------ Data provided ------

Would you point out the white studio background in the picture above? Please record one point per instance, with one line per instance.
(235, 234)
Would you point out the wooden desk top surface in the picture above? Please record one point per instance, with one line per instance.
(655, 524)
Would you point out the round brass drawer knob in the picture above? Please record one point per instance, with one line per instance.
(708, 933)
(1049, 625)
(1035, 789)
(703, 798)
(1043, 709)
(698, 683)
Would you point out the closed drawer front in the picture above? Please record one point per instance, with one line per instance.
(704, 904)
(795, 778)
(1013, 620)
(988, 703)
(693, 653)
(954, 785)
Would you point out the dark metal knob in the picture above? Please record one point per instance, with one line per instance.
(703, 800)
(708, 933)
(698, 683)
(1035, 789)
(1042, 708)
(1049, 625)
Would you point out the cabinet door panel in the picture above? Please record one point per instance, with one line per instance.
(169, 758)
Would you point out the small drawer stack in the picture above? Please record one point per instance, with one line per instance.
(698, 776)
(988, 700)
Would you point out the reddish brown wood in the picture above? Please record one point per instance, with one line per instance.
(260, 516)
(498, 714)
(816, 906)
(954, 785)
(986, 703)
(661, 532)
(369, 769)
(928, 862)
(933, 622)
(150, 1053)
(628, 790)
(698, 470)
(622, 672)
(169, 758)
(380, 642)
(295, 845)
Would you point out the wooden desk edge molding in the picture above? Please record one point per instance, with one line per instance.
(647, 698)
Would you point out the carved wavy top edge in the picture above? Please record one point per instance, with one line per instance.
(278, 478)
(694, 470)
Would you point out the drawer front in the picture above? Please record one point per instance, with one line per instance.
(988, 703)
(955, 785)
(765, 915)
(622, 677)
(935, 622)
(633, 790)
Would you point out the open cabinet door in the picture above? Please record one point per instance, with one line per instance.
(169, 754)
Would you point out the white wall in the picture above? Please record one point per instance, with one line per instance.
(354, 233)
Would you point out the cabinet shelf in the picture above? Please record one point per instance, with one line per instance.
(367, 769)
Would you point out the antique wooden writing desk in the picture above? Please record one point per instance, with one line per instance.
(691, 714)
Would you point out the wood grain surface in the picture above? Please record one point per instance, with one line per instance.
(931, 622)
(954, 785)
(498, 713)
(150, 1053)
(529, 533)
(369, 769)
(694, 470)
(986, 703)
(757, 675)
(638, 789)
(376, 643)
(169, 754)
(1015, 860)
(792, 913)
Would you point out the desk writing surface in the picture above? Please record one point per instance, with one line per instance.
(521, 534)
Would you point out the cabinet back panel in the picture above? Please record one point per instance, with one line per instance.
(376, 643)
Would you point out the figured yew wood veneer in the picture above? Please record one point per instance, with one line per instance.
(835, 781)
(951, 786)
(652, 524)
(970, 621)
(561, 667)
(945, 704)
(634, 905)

------

_What you have to do_
Reproduce every line of the material above word for word, changing nothing.

_Reply_
Would you point out the white studio background in the picture above? Please record one point per instance, with one line per instance.
(235, 234)
Would you point out the wooden desk top surface in the picture above? Please record one point per instance, with one line per instance.
(655, 524)
Would you point out the round brass drawer knob in the picture above? Please record one point per instance, with one line per instance.
(708, 933)
(1049, 625)
(1035, 789)
(703, 798)
(1043, 709)
(698, 683)
Would you point out the closed drawer front in the picture above? Please record one point per instance, with one line per instance.
(704, 904)
(795, 778)
(1013, 620)
(988, 703)
(693, 653)
(954, 785)
Would you point out the dark metal knob in the picture above? Please record one point per instance, with one line per instance.
(703, 800)
(708, 933)
(698, 683)
(1035, 789)
(1042, 708)
(1049, 625)
Would you point out the cabinet door panel in the picture above? Please record one point per instance, with one line per instance.
(169, 758)
Would you point out the small drawer stack in the picture above? Please record one point per instance, with one line per instance.
(698, 776)
(988, 700)
Would you point out the reddish brown wood in the picture above? Please record one point per instance, with one line per instance.
(260, 516)
(498, 714)
(816, 906)
(954, 785)
(986, 703)
(661, 532)
(369, 769)
(928, 862)
(933, 622)
(150, 1053)
(628, 790)
(698, 470)
(622, 672)
(169, 758)
(380, 642)
(295, 845)
Would you point out the wooden desk edge molding in the picture above? Please record one point per instance, with one line per instance.
(647, 698)
Would you point out the carved wavy top edge in the picture above? Please record one point per instance, with one line per instance.
(278, 478)
(694, 470)
Would you point out the drawer front in the picture above? Please record one point per instance, with one line per instance.
(988, 703)
(955, 785)
(765, 915)
(622, 677)
(935, 622)
(633, 790)
Would you point out the open cabinet door in the picture above? Please record one point per instance, with one line per instance.
(169, 754)
Would you point out the white wall in the picture above? Please record one point per instance, with one line per instance.
(354, 233)
Would you point out the cabinet shelf in the picture above? Please record one point per instance, with one line per instance.
(367, 769)
Would you point out the antique wooden writing desk in the picture above? Please record one point per instance, with one line per instance.
(691, 714)
Would you point out the wood grain surface in the picture above? Please record one point per instance, with one line per instance.
(931, 622)
(954, 785)
(498, 713)
(150, 1053)
(529, 533)
(369, 769)
(694, 470)
(986, 703)
(757, 675)
(638, 789)
(376, 643)
(169, 754)
(1015, 860)
(792, 913)
Would you point out the desk writing surface in the picture above? Please record one point per instance, with one line per instance.
(521, 534)
Would you point out the cabinet back panel in the picture above? Please record one point per instance, with one line per instance.
(376, 643)
Would you point out the figured yew wood veneer in the picture above? Please record one point per instance, with one line per instance.
(835, 781)
(951, 786)
(652, 524)
(970, 621)
(561, 667)
(945, 704)
(634, 905)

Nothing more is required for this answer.